Work to complete
Render this sentence from the theater review in Spanish: "Law and the team do a fantastic job with this play."

Provided passage
|---|
The Anger in Ernest and Ernestine: Mad Fun

the anger in ernest and ernestine. Chocolate Moose Theatre the anger in ernest and ernestine. Chocolate Moose Theatre

Chocolate Moose Theatre Co. goes for the jugular with this comedy about a young, urban couple that moves into a basement apartment. Initially professing undying love with near-sickening coos of “sweetie,” things go wrong immediately. The furnace acts up and a frenzied attempt to fix it showcases that Ernest and Ernestine’s approaches to life are discordant. Over a series of vignettes, we see Ernest (Andrew Cameron) and Ernestine’s (Alina Gotcherian) apartment transform from a nest for love birds to a ring for a cock fight.

Law and the team do a fantastic job with this play. Though one could focus on the deeper meaning of relationships, gender-differences, or anger, Law is wise to focus on the comedy and characters. In doing so, scene after scene remains strong and the laughs never stop. Gotcherian flits around like a hummingbird, her eyebrows and hair a reflection of her shallow, erratic artistic passions. She picks herself up and remakes herself after every ruffle, smoothing her hair, dance-hopping her way around the room and winding Ernest up. Cameron is a shade of hipster with a hidden wild side that is masked by his Scout-taught love for rules and order. He holds it together until the dam bursts, crushing Ernestine every time.
|---|
Data records

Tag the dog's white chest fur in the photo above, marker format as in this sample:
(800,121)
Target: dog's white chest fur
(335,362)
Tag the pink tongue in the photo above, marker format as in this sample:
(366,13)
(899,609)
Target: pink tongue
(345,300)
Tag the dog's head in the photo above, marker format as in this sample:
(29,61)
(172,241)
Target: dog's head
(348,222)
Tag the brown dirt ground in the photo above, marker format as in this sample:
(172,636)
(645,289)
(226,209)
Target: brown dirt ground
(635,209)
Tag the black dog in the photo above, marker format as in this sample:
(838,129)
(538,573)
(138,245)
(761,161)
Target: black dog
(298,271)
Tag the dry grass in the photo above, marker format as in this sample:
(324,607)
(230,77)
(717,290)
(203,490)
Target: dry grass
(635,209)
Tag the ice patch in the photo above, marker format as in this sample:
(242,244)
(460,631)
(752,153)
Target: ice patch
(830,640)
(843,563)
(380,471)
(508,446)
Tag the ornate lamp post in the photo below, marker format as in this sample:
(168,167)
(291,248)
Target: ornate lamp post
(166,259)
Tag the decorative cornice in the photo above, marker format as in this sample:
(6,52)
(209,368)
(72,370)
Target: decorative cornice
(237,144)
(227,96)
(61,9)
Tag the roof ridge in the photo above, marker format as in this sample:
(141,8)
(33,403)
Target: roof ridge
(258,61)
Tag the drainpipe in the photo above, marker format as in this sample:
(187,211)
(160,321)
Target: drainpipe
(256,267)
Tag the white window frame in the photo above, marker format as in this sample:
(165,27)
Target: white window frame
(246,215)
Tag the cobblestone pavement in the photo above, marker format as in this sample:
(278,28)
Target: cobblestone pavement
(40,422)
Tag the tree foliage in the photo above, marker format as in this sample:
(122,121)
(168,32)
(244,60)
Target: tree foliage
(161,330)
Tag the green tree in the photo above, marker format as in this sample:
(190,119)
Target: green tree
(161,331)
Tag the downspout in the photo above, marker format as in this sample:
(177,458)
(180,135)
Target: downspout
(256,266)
|---|
Output of the exercise
Law y el equipo hacen un trabajo fantástico con esta obra.